Job.
Reproduce verbatim the final portion of the material below, from the line containing "Where can the rocky" through its last line, and nothing else.

(Data items)
● ● ● ●

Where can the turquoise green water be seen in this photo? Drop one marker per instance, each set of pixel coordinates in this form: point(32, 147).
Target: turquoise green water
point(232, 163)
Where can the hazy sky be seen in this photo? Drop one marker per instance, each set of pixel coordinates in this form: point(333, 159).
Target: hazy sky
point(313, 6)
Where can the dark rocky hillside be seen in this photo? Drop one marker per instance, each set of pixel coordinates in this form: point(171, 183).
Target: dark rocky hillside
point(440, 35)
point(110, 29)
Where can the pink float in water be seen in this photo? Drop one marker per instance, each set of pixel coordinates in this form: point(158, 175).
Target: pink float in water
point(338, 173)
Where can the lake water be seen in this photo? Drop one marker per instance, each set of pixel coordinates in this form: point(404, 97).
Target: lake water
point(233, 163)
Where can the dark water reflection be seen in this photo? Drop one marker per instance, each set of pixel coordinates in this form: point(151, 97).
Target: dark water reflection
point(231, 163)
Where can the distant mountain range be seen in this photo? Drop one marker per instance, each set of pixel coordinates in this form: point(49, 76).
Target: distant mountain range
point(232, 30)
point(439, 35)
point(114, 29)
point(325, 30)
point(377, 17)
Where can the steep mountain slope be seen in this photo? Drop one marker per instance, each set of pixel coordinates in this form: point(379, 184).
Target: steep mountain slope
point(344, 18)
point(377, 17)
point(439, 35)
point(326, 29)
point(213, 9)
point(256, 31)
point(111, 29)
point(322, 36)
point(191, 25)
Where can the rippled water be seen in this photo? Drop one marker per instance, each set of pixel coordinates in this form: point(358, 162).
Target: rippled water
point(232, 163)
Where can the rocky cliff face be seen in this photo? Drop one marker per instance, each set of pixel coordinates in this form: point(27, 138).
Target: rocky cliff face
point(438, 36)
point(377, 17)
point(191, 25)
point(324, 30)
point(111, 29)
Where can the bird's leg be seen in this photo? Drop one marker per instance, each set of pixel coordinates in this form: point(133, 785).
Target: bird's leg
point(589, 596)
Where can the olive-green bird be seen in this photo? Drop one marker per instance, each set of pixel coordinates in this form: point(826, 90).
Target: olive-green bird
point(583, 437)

● ● ● ●

Correct output.
Where can the rocky cliff face be seen in this photo? Drop one marker per instance, each set of pixel coordinates in this form: point(27, 138).
Target: rocky cliff face
point(438, 36)
point(377, 17)
point(191, 25)
point(324, 30)
point(111, 29)
Where can the bird's leg be seen in this photo? Drop one marker per instance, each set of pixel coordinates in this form: point(133, 785).
Target: bird's leg
point(589, 596)
Where can the olive-green bird be seen in this photo? Drop one marker per instance, each set of pixel coordinates in this form: point(826, 90).
Target: olive-green bird
point(583, 437)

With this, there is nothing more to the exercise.